▶ **WHAT YOU ARE ASKED TO DO**: Please write out the entries again, starting with the line that contains "the dry curled" and going on through the end of the entries, requests included. Shift every coordinate in the answers by -27, and leave the requests and their sample coordinates unchanged.

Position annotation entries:
"""
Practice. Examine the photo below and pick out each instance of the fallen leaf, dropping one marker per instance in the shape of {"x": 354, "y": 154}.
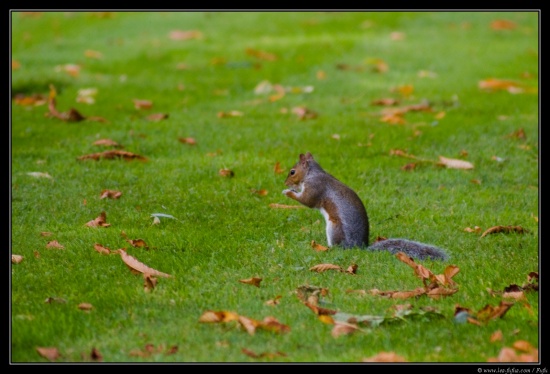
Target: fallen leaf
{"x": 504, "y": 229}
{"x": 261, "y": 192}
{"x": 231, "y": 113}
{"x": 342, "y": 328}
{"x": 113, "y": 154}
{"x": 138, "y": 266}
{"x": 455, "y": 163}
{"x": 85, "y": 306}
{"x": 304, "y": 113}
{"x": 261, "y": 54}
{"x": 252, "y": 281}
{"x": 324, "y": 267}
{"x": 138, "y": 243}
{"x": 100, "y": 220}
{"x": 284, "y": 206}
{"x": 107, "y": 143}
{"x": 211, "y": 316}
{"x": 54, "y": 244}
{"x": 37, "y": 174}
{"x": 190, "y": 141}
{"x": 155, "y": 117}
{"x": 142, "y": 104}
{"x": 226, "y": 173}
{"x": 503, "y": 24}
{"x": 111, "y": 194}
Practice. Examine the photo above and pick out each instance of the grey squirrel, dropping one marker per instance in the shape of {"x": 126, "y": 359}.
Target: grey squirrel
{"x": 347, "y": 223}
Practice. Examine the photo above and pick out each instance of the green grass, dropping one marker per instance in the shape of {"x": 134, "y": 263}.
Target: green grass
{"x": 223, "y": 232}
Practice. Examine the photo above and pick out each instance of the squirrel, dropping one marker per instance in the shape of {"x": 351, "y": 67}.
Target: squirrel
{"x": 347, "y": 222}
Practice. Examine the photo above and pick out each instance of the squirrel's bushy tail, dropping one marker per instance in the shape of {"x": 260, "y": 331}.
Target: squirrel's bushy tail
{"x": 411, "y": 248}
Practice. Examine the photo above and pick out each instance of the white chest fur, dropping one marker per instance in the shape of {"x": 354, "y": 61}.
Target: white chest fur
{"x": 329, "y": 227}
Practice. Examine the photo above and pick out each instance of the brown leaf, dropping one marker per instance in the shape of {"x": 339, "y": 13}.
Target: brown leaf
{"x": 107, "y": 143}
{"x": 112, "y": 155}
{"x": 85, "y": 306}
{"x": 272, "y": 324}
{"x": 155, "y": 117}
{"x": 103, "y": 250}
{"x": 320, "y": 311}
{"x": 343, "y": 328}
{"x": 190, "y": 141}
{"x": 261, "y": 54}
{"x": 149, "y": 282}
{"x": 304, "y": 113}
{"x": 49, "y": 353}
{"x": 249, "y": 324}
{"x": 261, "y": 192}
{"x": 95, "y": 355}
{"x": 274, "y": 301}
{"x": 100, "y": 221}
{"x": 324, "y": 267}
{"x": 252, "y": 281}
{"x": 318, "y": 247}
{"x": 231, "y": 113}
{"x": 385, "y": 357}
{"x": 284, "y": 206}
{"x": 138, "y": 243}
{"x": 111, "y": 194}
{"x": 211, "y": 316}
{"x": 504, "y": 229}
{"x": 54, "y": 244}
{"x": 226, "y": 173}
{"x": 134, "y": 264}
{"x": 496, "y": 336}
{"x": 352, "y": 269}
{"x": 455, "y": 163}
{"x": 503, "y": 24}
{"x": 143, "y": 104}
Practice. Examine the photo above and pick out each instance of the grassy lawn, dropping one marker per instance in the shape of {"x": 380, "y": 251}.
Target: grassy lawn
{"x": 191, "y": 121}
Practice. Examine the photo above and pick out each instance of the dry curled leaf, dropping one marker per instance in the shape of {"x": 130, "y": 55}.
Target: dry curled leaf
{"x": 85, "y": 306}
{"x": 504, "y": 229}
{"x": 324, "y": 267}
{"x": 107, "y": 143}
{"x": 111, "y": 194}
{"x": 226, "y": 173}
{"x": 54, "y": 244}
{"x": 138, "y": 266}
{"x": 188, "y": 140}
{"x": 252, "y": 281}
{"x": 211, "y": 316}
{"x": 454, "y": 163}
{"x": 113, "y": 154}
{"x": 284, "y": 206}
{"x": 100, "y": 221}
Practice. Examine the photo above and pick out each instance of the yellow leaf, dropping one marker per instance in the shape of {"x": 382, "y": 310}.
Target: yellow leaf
"""
▶ **TASK ANSWER**:
Practice. Examine the photo above and pick out each instance of the dry curled leaf, dropping one marker per instance in the shape of {"x": 130, "y": 55}.
Target: dry curled leaf
{"x": 58, "y": 279}
{"x": 477, "y": 202}
{"x": 297, "y": 240}
{"x": 80, "y": 116}
{"x": 84, "y": 167}
{"x": 199, "y": 146}
{"x": 27, "y": 217}
{"x": 111, "y": 239}
{"x": 161, "y": 113}
{"x": 225, "y": 254}
{"x": 184, "y": 289}
{"x": 427, "y": 136}
{"x": 86, "y": 127}
{"x": 257, "y": 179}
{"x": 73, "y": 194}
Practice. Examine the photo above and pick out each instance of the yellow leaf, dropping one marker per instance in the shape of {"x": 382, "y": 310}.
Target: yellow leaf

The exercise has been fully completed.